— START Raw data —
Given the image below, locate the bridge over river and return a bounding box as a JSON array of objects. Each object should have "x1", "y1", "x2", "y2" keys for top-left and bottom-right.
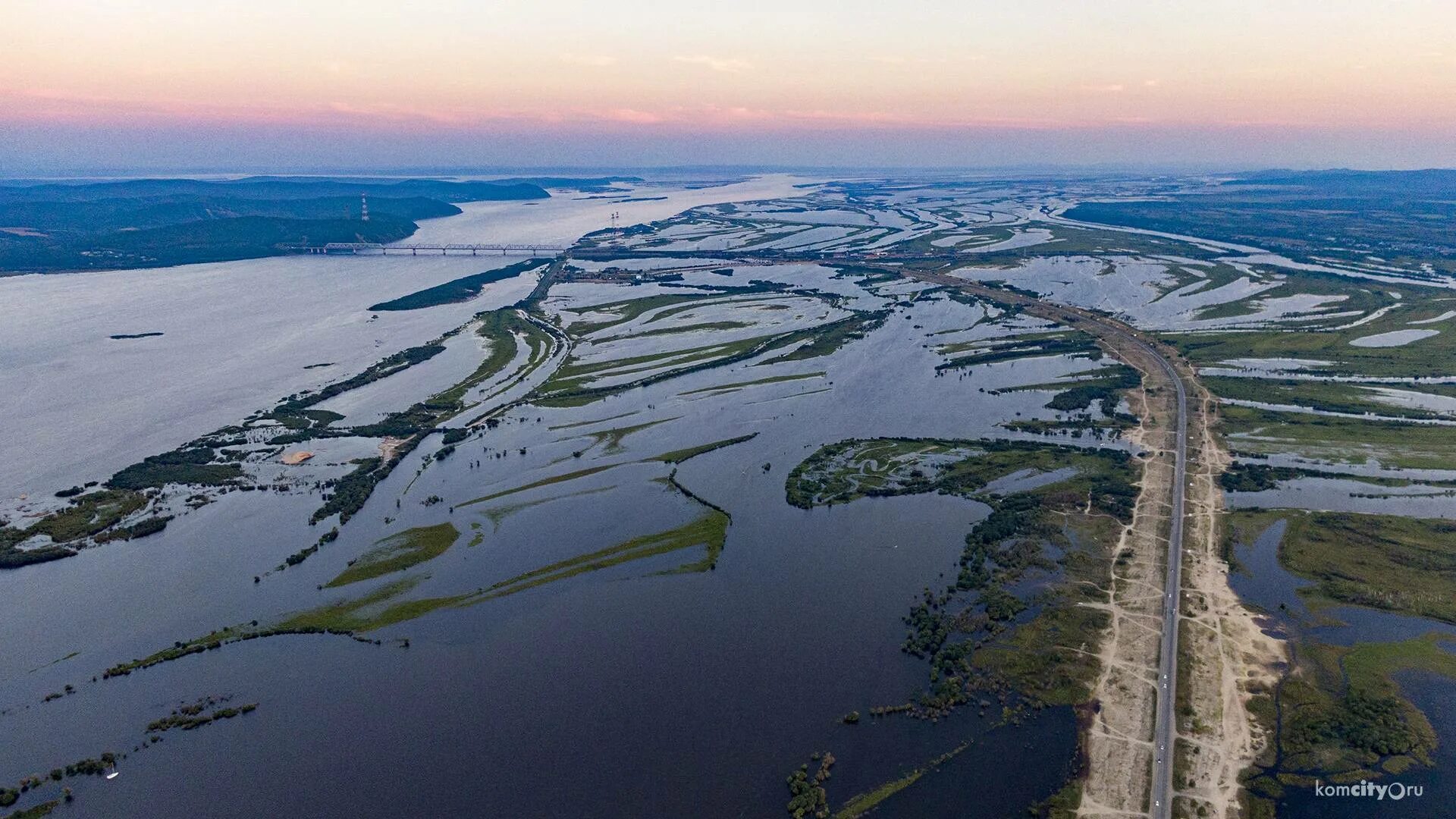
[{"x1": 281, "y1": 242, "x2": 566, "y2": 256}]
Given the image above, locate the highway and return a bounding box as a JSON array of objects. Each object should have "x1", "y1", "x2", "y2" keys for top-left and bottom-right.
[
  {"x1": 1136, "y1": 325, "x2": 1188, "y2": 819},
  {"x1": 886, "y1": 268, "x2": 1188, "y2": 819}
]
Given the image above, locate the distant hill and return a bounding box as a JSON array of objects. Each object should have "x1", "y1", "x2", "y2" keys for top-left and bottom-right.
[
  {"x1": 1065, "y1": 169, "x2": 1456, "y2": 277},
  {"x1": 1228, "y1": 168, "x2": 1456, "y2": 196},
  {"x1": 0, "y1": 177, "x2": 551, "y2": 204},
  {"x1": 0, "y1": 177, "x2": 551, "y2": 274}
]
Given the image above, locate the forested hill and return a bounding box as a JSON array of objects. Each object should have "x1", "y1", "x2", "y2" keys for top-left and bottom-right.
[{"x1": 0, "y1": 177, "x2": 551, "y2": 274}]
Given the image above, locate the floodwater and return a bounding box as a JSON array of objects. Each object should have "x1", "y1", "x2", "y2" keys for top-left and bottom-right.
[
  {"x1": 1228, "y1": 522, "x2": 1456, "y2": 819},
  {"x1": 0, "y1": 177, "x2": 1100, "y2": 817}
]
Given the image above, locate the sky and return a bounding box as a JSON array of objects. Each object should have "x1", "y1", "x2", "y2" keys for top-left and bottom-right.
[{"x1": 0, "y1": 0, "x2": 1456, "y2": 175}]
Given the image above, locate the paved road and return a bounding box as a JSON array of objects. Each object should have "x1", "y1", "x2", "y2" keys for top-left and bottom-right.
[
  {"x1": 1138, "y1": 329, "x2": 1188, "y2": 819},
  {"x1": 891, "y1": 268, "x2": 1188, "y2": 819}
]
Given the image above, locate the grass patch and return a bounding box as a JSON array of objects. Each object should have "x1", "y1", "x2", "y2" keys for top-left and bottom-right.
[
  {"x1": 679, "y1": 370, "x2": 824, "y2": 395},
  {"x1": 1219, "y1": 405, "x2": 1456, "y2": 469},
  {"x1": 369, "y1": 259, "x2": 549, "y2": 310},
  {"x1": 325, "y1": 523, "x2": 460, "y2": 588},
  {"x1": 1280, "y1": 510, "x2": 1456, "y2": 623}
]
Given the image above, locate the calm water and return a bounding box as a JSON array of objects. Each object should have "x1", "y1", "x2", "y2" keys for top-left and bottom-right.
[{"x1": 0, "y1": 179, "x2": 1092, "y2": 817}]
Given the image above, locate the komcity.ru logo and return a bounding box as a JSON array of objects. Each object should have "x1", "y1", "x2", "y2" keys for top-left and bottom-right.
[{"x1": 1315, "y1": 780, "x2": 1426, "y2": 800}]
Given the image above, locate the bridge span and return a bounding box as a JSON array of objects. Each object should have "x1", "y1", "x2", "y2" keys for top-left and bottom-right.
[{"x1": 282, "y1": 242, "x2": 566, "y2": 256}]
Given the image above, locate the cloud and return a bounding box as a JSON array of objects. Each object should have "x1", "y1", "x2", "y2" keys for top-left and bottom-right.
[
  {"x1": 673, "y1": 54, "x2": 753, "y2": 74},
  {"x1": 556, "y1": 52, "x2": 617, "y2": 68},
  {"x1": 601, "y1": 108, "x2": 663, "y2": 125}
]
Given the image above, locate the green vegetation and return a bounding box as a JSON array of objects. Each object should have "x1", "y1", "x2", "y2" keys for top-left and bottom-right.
— END Raw data —
# Problem description
Rewrite the entries starting with the line containing "Given the image above, locate the bridge" and going on through the end of the entries, with "bounding box" changed to "bounding rectangle" and everything else left as it is.

# Completed task
Given the image above, locate the bridge span and return a bounding rectangle as a JSON array of objects. Each object should have "x1", "y1", "x2", "y2" keys for top-left and bottom-right.
[{"x1": 282, "y1": 242, "x2": 566, "y2": 256}]
Given the image above, locate the cloud and return a bounding rectangle as a JSON array of objects. Each object should have "x1", "y1", "x2", "y2" keys for top-left and bottom-right.
[
  {"x1": 673, "y1": 54, "x2": 753, "y2": 74},
  {"x1": 556, "y1": 52, "x2": 617, "y2": 68},
  {"x1": 601, "y1": 108, "x2": 663, "y2": 125}
]
Given the image above, locate the green vegetation and return a bounding rectangle as a JSON array of objects. Each object should have "x1", "y1", "x2", "y2" keys for top-left and bottom-right.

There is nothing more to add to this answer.